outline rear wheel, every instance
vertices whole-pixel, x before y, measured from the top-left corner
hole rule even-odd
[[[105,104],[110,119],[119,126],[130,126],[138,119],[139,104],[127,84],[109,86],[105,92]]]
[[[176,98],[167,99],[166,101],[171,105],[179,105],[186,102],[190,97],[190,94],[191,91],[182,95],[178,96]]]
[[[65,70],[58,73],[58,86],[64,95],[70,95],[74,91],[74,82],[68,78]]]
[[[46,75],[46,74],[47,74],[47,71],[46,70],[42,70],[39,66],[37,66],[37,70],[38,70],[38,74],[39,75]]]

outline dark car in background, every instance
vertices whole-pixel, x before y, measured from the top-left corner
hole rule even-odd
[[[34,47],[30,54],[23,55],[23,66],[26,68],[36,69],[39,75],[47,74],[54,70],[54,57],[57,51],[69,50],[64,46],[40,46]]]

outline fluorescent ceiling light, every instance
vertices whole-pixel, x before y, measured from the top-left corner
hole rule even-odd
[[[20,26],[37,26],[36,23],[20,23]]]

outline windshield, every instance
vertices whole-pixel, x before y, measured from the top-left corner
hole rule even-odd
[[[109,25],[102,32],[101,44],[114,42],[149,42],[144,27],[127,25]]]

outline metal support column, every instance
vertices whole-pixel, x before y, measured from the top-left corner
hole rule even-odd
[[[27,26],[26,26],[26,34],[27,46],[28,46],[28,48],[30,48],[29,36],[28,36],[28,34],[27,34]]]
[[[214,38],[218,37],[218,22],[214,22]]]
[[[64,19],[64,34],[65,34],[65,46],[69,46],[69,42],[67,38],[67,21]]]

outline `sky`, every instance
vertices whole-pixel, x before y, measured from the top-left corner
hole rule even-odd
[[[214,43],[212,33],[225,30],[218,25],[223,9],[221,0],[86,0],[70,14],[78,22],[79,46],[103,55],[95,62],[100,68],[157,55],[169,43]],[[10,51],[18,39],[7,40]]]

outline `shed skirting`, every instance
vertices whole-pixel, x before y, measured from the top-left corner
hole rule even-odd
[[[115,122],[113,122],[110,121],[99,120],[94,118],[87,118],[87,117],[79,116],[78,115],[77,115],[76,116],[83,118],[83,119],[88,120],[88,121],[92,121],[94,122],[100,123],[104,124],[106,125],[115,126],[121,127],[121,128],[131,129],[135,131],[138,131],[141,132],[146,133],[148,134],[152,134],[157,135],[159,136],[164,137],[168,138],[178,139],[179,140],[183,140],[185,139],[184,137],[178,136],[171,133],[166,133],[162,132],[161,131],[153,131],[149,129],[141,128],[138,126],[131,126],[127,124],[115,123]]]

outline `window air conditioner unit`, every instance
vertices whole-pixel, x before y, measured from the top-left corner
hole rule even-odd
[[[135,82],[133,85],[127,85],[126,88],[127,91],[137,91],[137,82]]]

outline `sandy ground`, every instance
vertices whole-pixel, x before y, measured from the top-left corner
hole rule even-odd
-*-*-
Exercise aim:
Please format the data above as a JSON list of strings, one string per line, leaving out the blank lines.

Written answer:
[
  "outline rear wheel, every instance",
  "vertices whole-pixel, x before y, measured from the top-left corner",
  "hole rule even-odd",
  "[[[105,104],[110,119],[119,126],[130,126],[138,119],[139,104],[127,84],[109,86],[105,92]]]",
  "[[[176,98],[167,99],[166,101],[171,105],[179,105],[186,102],[190,97],[190,94],[191,91],[182,95],[178,96]]]",
  "[[[65,70],[58,73],[58,86],[64,95],[70,95],[74,91],[74,82],[68,78]]]",
  "[[[46,75],[46,74],[47,74],[47,71],[46,70],[42,70],[39,66],[37,66],[37,70],[38,70],[38,74],[39,75]]]",
  "outline dark car in background, every instance",
  "vertices whole-pixel, x before y, measured from the top-left corner",
  "hole rule even-odd",
  "[[[34,47],[30,54],[23,55],[23,66],[26,68],[36,69],[39,75],[47,74],[54,70],[54,57],[57,51],[69,50],[64,46],[40,46]]]",
  "outline fluorescent ceiling light, every instance",
  "vertices whole-pixel, x before y, measured from the top-left corner",
  "hole rule even-odd",
  "[[[20,26],[37,26],[36,23],[20,23]]]",
  "outline windshield, every instance",
  "vertices whole-pixel, x before y, measured from the top-left corner",
  "hole rule even-odd",
  "[[[109,25],[102,32],[101,44],[114,42],[149,42],[144,27],[127,25]]]",
  "outline metal support column, every instance",
  "vertices whole-pixel, x before y, measured from the top-left corner",
  "hole rule even-odd",
  "[[[27,26],[26,26],[26,34],[27,46],[28,46],[28,48],[30,48],[29,36],[28,36],[28,34],[27,34]]]",
  "[[[214,38],[218,37],[218,22],[214,22]]]",
  "[[[64,19],[64,34],[65,34],[65,46],[69,46],[69,42],[67,38],[67,21]]]",
  "outline `sky`, every instance",
  "vertices whole-pixel, x before y, measured from the top-left corner",
  "hole rule even-odd",
  "[[[214,43],[212,33],[225,30],[218,25],[223,9],[221,0],[86,0],[70,14],[78,22],[79,46],[103,55],[95,62],[100,68],[157,55],[169,43]],[[10,51],[18,39],[7,40]]]",
  "outline `shed skirting`, every instance",
  "vertices whole-pixel, x before y, measured from the top-left corner",
  "hole rule even-odd",
  "[[[115,122],[113,122],[110,121],[99,120],[94,118],[87,118],[87,117],[79,116],[78,115],[77,115],[76,116],[83,118],[83,119],[88,120],[88,121],[92,121],[94,122],[100,123],[104,124],[106,125],[115,126],[121,127],[121,128],[131,129],[135,131],[138,131],[141,132],[146,133],[148,134],[152,134],[157,135],[159,136],[164,137],[168,138],[178,139],[179,140],[183,140],[185,139],[184,137],[178,136],[171,133],[166,133],[162,132],[161,131],[153,131],[149,129],[141,128],[138,126],[131,126],[127,124],[115,123]]]",
  "outline `window air conditioner unit`, every instance",
  "vertices whole-pixel, x before y, measured from the top-left corner",
  "hole rule even-odd",
  "[[[135,82],[133,85],[127,85],[126,88],[127,91],[137,91],[137,82]]]",
  "outline `sandy ground`, every instance",
  "vertices whole-pixel, x before y, measured from the top-left corner",
  "hole rule even-odd"
]